> _Text passage_:
◆ ◆ ◆ ◆ ◆
Friday, October 20, 2006

Diwali, the festival of Lights. We are celebrating in various ways. Cleaning and beautifying our spaces, decorating our homes, buying utensils and jewellery, lighting ‘diyas’ and candles, cooking and buying sweets and chocolates, making our selves beautiful and dressing up in new clothes. The buildings are a- twinkle with fairy lights and the sounds of firecrackers rent the air. The joyous screams of delight of the young ones as yet another ‘anar’ of light shoots up delights many an indulgent face. A slight nip is in the air and thoughts of snuggling in with loved ones in warm blankets holds its own romance.

We are welcoming Lakshmi into its homes with joyous smiles and eyes closed in prayer. This is the beautiful India, golden and bright.

The other side of the golden coin is dull and listless. Here the wind nips the air as young ones huddle together for warmth. The pavement is ill- lit and there is neither a sparkle in an eye nor a sparkler in any small hand. The feet are dirty, the hair mud-caked, the mouths hungry for a morsel of food. There is a wistfulness in the eyes that gaze with longing at the well-lit stores with their hordes of happy shoppers, wondering why they have been left out in the cold. Why Laxmi has failed to appear and bless them as well. After all, they are human too.
◆ ◆ ◆ ◆ ◆
> _Records_:
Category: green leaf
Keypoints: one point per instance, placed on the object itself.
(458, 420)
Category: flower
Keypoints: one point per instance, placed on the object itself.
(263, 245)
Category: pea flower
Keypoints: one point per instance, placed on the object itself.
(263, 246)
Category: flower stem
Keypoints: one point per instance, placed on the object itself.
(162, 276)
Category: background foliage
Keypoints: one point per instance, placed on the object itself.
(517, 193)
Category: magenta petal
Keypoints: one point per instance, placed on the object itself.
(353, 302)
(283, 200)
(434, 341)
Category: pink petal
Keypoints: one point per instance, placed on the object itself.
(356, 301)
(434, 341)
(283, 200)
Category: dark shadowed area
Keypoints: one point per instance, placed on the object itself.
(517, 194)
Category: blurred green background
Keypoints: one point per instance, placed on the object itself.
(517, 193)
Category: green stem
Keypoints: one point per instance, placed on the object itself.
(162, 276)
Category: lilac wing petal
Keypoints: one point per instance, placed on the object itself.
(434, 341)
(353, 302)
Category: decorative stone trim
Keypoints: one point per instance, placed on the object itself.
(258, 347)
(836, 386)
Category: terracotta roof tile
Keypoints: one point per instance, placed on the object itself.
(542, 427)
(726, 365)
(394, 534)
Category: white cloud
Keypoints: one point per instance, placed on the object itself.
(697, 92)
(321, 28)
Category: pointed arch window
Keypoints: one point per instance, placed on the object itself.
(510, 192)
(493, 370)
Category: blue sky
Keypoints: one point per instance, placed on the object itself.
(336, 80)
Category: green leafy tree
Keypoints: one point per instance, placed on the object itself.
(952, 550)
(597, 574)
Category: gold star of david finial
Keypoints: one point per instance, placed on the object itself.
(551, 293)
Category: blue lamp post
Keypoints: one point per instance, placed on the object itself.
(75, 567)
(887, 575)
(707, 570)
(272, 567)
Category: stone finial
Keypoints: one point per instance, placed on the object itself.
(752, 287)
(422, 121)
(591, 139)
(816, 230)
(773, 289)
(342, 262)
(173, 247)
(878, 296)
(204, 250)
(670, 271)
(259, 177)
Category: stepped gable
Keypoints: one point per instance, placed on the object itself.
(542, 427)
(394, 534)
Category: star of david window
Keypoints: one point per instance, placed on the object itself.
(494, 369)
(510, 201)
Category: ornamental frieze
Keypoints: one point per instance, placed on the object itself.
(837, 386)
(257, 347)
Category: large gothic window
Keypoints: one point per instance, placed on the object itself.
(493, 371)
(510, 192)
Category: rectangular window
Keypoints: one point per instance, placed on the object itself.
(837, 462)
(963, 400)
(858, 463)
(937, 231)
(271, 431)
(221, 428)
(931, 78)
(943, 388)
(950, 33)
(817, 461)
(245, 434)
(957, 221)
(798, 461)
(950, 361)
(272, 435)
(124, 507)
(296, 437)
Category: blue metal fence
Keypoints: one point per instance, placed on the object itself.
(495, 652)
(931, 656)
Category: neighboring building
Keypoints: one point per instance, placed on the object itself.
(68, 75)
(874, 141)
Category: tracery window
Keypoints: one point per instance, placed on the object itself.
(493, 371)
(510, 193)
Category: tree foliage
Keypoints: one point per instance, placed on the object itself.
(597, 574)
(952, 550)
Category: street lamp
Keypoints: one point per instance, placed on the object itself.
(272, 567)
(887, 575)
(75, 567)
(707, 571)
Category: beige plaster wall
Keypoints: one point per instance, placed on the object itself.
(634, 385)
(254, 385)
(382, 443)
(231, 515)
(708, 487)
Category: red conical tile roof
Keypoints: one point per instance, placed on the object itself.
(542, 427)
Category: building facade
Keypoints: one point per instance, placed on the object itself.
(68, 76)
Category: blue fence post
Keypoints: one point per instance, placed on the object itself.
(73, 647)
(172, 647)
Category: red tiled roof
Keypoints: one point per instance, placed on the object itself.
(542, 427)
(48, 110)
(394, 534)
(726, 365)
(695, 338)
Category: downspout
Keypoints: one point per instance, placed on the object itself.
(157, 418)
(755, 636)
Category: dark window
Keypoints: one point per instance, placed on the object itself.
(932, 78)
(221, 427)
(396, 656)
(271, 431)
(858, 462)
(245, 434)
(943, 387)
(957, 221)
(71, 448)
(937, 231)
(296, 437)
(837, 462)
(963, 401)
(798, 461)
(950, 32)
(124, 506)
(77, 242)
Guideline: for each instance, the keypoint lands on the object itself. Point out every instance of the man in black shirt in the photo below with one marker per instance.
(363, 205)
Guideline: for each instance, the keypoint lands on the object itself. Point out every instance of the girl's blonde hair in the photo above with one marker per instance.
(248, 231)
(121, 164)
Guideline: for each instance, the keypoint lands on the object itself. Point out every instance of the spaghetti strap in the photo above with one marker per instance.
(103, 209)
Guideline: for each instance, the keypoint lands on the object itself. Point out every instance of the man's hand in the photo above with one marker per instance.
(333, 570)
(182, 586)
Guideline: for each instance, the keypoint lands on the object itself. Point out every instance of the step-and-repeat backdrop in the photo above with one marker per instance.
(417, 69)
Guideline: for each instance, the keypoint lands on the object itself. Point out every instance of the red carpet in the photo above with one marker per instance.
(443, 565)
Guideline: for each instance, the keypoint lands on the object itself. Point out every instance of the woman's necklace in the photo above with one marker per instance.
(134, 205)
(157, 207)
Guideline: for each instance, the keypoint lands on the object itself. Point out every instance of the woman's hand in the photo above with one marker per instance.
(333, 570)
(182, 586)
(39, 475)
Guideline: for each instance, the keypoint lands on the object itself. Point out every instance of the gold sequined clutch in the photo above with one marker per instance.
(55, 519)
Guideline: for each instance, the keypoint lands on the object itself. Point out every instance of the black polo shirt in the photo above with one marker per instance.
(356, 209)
◆ ◆ ◆ ◆ ◆
> _Directions_:
- A) Retype everything in the Diwali passage from "Diwali, the festival" down to "golden and bright.".
- B) In the Diwali passage, who is being welcomed into homes with joyous smiles?

> _Answers given_:
- A)
Diwali, the festival of Lights. We are celebrating in various ways. Cleaning and beautifying our spaces, decorating our homes, buying utensils and jewellery, lighting ‘diyas’ and candles, cooking and buying sweets and chocolates, making our selves beautiful and dressing up in new clothes. The buildings are a- twinkle with fairy lights and the sounds of firecrackers rent the air. The joyous screams of delight of the young ones as yet another ‘anar’ of light shoots up delights many an indulgent face. A slight nip is in the air and thoughts of snuggling in with loved ones in warm blankets holds its own romance.

We are welcoming Lakshmi into its homes with joyous smiles and eyes closed in prayer. This is the beautiful India, golden and bright.

- B) Lakshmi